## OBJECTIVE
Copy out all of the records below word for word, keeping every line and character unchanged.

Data lines:

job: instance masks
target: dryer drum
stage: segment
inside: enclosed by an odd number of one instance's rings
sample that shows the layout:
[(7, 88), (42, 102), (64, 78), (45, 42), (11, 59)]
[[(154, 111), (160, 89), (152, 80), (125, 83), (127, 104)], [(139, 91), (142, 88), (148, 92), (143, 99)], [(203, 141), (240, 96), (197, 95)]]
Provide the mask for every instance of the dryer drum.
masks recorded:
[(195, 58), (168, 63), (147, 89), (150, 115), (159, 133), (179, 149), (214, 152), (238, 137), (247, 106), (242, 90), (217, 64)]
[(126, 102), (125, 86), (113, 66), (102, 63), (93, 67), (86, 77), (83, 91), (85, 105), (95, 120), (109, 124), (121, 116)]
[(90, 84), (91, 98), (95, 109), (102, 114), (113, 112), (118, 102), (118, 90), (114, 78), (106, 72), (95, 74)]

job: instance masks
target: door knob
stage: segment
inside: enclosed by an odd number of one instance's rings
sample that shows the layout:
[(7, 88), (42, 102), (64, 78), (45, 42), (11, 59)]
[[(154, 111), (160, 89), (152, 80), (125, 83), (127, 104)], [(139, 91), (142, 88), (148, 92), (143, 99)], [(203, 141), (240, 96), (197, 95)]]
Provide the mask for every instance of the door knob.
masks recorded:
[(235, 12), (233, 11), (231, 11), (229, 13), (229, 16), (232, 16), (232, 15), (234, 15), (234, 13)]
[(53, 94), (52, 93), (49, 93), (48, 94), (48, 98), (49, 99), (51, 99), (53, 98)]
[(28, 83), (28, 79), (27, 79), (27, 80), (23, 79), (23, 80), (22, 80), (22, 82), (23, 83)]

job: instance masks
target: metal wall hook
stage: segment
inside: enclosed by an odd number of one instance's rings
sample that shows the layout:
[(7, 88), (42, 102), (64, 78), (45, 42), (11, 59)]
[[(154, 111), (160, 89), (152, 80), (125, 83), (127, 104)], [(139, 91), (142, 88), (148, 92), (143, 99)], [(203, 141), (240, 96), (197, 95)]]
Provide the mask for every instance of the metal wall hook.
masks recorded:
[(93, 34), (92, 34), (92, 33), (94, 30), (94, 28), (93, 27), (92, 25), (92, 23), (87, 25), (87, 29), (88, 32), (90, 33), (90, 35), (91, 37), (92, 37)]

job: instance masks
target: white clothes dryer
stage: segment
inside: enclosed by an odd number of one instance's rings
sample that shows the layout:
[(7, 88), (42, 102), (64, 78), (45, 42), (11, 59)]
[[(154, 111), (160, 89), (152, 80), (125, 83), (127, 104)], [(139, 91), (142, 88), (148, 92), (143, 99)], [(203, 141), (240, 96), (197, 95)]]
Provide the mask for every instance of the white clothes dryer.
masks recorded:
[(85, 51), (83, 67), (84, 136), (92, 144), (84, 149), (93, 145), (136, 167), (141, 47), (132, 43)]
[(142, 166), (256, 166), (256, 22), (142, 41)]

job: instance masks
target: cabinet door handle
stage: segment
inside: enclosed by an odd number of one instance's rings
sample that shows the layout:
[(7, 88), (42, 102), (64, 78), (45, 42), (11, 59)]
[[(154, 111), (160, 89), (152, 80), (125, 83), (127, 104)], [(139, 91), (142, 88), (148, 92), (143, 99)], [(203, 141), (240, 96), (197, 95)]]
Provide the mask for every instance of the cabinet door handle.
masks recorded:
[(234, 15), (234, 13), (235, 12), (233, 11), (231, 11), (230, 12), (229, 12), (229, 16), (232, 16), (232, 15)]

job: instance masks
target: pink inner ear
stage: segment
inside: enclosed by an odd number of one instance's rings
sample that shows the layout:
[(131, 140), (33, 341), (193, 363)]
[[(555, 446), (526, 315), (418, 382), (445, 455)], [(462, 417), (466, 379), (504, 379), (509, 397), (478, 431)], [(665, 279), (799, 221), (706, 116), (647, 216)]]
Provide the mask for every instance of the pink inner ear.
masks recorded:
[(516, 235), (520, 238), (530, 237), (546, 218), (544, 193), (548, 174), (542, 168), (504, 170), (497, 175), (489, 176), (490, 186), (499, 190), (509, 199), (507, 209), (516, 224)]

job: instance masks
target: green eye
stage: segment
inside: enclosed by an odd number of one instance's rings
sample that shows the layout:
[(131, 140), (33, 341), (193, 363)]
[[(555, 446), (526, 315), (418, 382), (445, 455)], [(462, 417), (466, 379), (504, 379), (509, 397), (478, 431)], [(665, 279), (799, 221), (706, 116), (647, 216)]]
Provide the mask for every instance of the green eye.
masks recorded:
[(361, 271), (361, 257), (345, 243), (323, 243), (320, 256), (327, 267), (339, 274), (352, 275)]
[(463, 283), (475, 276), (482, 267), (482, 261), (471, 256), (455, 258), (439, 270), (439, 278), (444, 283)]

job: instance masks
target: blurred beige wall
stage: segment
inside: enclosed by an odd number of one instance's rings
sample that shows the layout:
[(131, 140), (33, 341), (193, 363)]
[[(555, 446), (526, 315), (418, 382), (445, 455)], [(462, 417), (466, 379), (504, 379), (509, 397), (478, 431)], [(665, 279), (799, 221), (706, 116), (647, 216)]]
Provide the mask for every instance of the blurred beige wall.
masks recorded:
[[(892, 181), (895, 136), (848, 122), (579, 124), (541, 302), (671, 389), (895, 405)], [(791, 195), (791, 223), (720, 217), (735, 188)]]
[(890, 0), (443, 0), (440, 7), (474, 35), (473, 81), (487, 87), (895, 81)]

## PROBLEM SOLUTION
job: instance masks
target: dryer drum
stage: segment
inside: enclosed by an odd number of one instance's rings
sample that shows the layout:
[(7, 88), (42, 102), (64, 78), (45, 42), (11, 59)]
[[(154, 111), (160, 89), (152, 80), (125, 83), (127, 104)], [(139, 91), (142, 88), (148, 92), (143, 99)], [(203, 141), (240, 96), (197, 95)]]
Provide the mask for every instance of the dryer drum.
masks recorded:
[(195, 58), (168, 63), (147, 89), (150, 115), (159, 133), (179, 149), (214, 152), (238, 137), (247, 106), (242, 90), (217, 64)]
[(126, 102), (125, 86), (113, 66), (102, 63), (93, 67), (86, 77), (83, 91), (85, 105), (95, 120), (109, 124), (121, 116)]
[(90, 84), (91, 98), (95, 109), (102, 114), (113, 112), (118, 102), (118, 90), (114, 78), (106, 72), (95, 74)]

job: instance masks
target: door knob
stage: segment
inside: enclosed by an odd number of one instance's rings
sample that shows the layout:
[(7, 88), (42, 102), (64, 78), (45, 42), (11, 59)]
[[(154, 111), (160, 89), (152, 80), (125, 83), (127, 104)], [(139, 91), (142, 88), (148, 92), (143, 99)], [(203, 141), (240, 96), (197, 95)]]
Provide the mask for every instance of the door knob.
masks recorded:
[(235, 12), (233, 11), (231, 11), (229, 13), (229, 16), (232, 16), (232, 15), (234, 15), (234, 13)]
[(53, 94), (52, 93), (49, 93), (48, 94), (48, 98), (49, 99), (51, 99), (53, 98)]
[(28, 83), (28, 79), (27, 79), (27, 80), (23, 79), (23, 80), (22, 80), (22, 82), (23, 83)]

job: instance masks
target: metal wall hook
stage: segment
inside: enclosed by an odd number of one instance's rings
sample that shows the layout:
[(7, 88), (42, 102), (64, 78), (45, 42), (11, 59)]
[[(154, 111), (160, 89), (152, 80), (125, 83), (127, 104)], [(139, 91), (142, 88), (148, 92), (143, 99)], [(203, 141), (240, 96), (197, 95)]]
Provide the mask for every instance of the metal wall hook.
masks recorded:
[(93, 34), (92, 34), (92, 33), (94, 30), (94, 28), (93, 27), (92, 25), (92, 23), (87, 25), (87, 29), (88, 32), (90, 33), (90, 35), (91, 37), (92, 37)]

job: instance masks
target: white clothes dryer
stage: segment
inside: enclosed by an odd number of one instance's rings
sample that shows the layout:
[(7, 88), (42, 102), (64, 78), (45, 42), (11, 59)]
[[(154, 111), (160, 89), (152, 80), (125, 83), (127, 104)], [(139, 91), (142, 88), (148, 92), (143, 99)], [(203, 141), (240, 96), (197, 95)]]
Provide the mask for every instance of the white clothes dryer.
masks recorded:
[(85, 51), (83, 67), (84, 136), (92, 144), (84, 149), (93, 145), (136, 167), (141, 47), (132, 43)]
[(142, 166), (256, 166), (256, 22), (142, 41)]

job: instance masks
target: cabinet door handle
stage: segment
inside: enclosed by an odd number of one instance's rings
sample that shows the layout:
[(7, 88), (42, 102), (64, 78), (45, 42), (11, 59)]
[[(154, 111), (160, 89), (152, 80), (125, 83), (127, 104)], [(139, 91), (142, 88), (148, 92), (143, 99)], [(203, 141), (240, 96), (197, 95)]]
Provide the mask for every instance of the cabinet door handle.
masks recorded:
[(234, 15), (234, 13), (235, 12), (233, 11), (231, 11), (230, 12), (229, 12), (229, 16), (232, 16), (232, 15)]

job: instance masks
target: pink inner ear
stage: segment
inside: enclosed by an odd number of one instance's rings
sample that shows the layout:
[(131, 140), (33, 341), (193, 363)]
[[(555, 446), (526, 315), (418, 382), (445, 455)], [(462, 417), (466, 379), (504, 379), (509, 397), (478, 431)], [(665, 279), (799, 221), (706, 116), (647, 216)]]
Provide the mask for every instance of the pink inner ear.
masks recorded:
[(516, 235), (520, 238), (530, 237), (546, 218), (544, 193), (548, 174), (542, 168), (504, 170), (497, 175), (489, 176), (490, 186), (499, 190), (509, 199), (507, 209), (516, 224)]

job: instance masks
target: green eye
stage: segment
inside: enclosed by an odd number of one instance's rings
sample that shows the layout:
[(131, 140), (33, 341), (193, 363)]
[[(555, 446), (526, 315), (418, 382), (445, 455)], [(462, 417), (466, 379), (504, 379), (509, 397), (478, 431)], [(665, 279), (799, 221), (706, 116), (647, 216)]]
Provide the mask for every instance of the green eye.
masks recorded:
[(361, 271), (361, 257), (345, 243), (323, 243), (320, 256), (327, 267), (339, 274), (352, 275)]
[(463, 283), (475, 276), (482, 267), (482, 261), (471, 256), (455, 258), (439, 270), (439, 278), (444, 283)]

job: instance masks
target: blurred beige wall
stage: segment
inside: enclosed by an odd number of one instance's rings
sample that shows the layout:
[(131, 140), (33, 341), (193, 363)]
[[(555, 446), (526, 315), (418, 382), (445, 455)], [(462, 417), (466, 379), (504, 379), (509, 397), (478, 431)], [(665, 279), (799, 221), (706, 116), (647, 216)]]
Provide the mask for every instance of the blurred beige wall.
masks recorded:
[[(892, 181), (895, 136), (848, 122), (579, 124), (541, 302), (671, 389), (895, 405)], [(791, 195), (791, 223), (720, 217), (735, 188)]]
[(890, 0), (443, 0), (440, 7), (474, 35), (473, 81), (487, 87), (895, 81)]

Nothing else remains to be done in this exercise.